- [Brano]:
....................

Eppure, quel granello di sabbia contiene talmente tanto da risultare difficile persino da razionalizzare: innumerevoli stelle, galassie e pianeti. Una foto come quella che vedete qui sopra permette agli studiosi delle Scienze dell’universo teoriche di studiare proprietà astrofisiche e cosmologiche dello Spazio profondo, dal numero di galassie esistenti fino ad arrivare alle domande su quanto è successo in miliardi e miliardi di storia dello spazio, tornando indietro fino al Big Bang.

«Questo telescopio è estremamente utile sotto tanti punti di vista: ad esempio ci ha permesso di scoprire che esiste un esopianeta nella cui atmosfera sono state trovate tracce di acqua. Scoperte di questo tipo ci aiutano a rispondere a domande fondamentali, come quella sulla possibilità di trovare altre forme di vita nell’Universo» continua il giovane cosmologo comasco.

Ma il telescopio che ha viaggiato per milioni di chilometri nello spazio profondo non offre solo risposte, anzi, con i suoi scatti inediti solleva nuovi e visionari quesiti. «I dati che ne possiamo ricavare potrebbero diventare cataloghi di pianeti: ne esistono tantissimi tipi e per noi cosmologi riuscire a conoscerne quanti più possibile è di fondamentale importanza. Funziona un po’ come per la zoologia, dove si va per cataloghi di specie, in un certo senso. È importante avere cataloghi di questo tipo anche in cosmologia per conoscere le proprietà degli esopianeti e poi capire quante galassie ci sono, che massa hanno e numerose altre informazioni». Poi, aggiunge, si potrà anche capire cos’è successo prima, molto prima della formazione delle galassie stesse.

Un fiore di specchi: ecco come funziona il James Webb Telescope

Il merito di quanto oggi possiamo comodamente ammirare sui nostri schermi è di un telescopio che stupisce i non addetti ai lavori per la sua forma, quasi un fiore di specchi. «Nei telescopi che siamo abituati a vedere in realtà il tubo serve solo a eliminare la luce residuale, evitare che il vento interferisca e così via: di fatto i componenti principali di tutti i telescopi sono gli specchi».

....................

- [Dati raccolti]:
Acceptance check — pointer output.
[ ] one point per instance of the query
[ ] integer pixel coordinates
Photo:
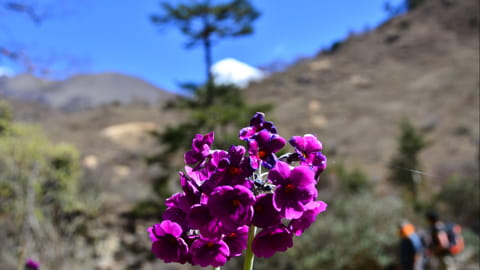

....................

Stabilisci se le affermazioni 1., 2. e 3. concordano con il brano sul telescopio James Webb, rispondendo sì o no a ciascuna e citando alla lettera le parole del brano che decidono la risposta. 1. Grazie al telescopio è stato scoperto un esopianeta con tracce di acqua nell'atmosfera. 2. Il tubo è il componente principale di tutti i telescopi. 3. Il telescopio ha viaggiato per migliaia di chilometri nello spazio profondo. I dati non hanno alcun ruolo in questo lavoro.

1. Sì: «ci ha permesso di scoprire che esiste un esopianeta nella cui atmosfera sono state trovate tracce di acqua».
2. No: «di fatto i componenti principali di tutti i telescopi sono gli specchi».
3. No: «il telescopio che ha viaggiato per milioni di chilometri nello spazio profondo».